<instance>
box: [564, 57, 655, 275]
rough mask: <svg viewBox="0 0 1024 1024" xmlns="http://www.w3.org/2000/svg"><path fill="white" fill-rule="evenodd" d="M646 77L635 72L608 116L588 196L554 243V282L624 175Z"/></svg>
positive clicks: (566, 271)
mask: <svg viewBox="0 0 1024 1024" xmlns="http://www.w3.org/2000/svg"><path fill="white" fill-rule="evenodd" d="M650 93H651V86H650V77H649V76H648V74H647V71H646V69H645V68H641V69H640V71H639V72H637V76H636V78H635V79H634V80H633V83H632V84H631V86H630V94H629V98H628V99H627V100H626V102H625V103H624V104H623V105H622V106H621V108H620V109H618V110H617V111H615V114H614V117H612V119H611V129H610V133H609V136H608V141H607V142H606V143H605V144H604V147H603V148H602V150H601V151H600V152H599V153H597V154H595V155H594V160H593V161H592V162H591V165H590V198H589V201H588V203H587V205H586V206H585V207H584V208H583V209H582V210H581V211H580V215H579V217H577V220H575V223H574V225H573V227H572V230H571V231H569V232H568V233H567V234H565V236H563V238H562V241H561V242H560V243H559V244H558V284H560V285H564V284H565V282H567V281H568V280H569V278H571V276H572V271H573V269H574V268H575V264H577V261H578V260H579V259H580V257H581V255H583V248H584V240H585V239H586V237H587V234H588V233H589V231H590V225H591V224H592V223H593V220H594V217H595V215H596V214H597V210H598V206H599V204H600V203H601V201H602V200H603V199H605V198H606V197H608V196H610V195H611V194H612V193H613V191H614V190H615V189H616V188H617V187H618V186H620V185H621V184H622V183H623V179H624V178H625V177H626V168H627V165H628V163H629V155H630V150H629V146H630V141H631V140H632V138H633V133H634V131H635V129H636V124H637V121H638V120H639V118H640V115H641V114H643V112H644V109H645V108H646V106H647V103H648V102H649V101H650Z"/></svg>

+++

*Directions:* Reproduce the full listing above, keeping every line intact.

*Answer box:*
<instance>
box: [564, 57, 655, 275]
rough mask: <svg viewBox="0 0 1024 1024" xmlns="http://www.w3.org/2000/svg"><path fill="white" fill-rule="evenodd" d="M646 77L635 72L608 116L588 196L554 243V282L624 175Z"/></svg>
positive clicks: (566, 271)
mask: <svg viewBox="0 0 1024 1024" xmlns="http://www.w3.org/2000/svg"><path fill="white" fill-rule="evenodd" d="M650 93H651V86H650V77H649V76H648V74H647V71H646V69H645V68H641V69H640V71H639V72H637V76H636V78H635V79H634V80H633V83H632V84H631V86H630V94H629V98H628V99H627V100H626V102H625V103H624V104H623V105H622V106H621V108H620V109H618V110H617V111H615V114H614V117H612V119H611V129H610V133H609V136H608V141H607V142H606V143H605V144H604V147H603V148H602V150H601V151H600V152H599V153H597V154H595V155H594V160H593V161H592V162H591V165H590V198H589V201H588V203H587V205H586V206H585V207H584V208H583V209H582V210H581V211H580V215H579V217H577V220H575V223H574V225H573V227H572V230H571V231H569V232H568V233H567V234H565V236H563V238H562V241H561V242H560V243H559V244H558V284H560V285H564V284H565V282H567V281H568V280H569V278H571V276H572V271H573V269H574V268H575V264H577V261H578V260H579V259H580V257H581V255H583V248H584V240H585V239H586V237H587V234H588V233H589V231H590V225H591V224H592V223H593V220H594V217H595V215H596V214H597V210H598V206H599V204H600V203H601V201H602V200H603V199H605V198H606V197H608V196H610V195H611V194H612V193H613V191H614V190H615V189H616V188H617V187H618V186H620V185H621V184H622V183H623V179H624V178H625V177H626V168H627V165H628V163H629V155H630V150H629V146H630V141H631V140H632V138H633V133H634V131H635V129H636V124H637V121H638V120H639V118H640V115H641V114H643V112H644V109H645V108H646V106H647V103H648V102H649V101H650Z"/></svg>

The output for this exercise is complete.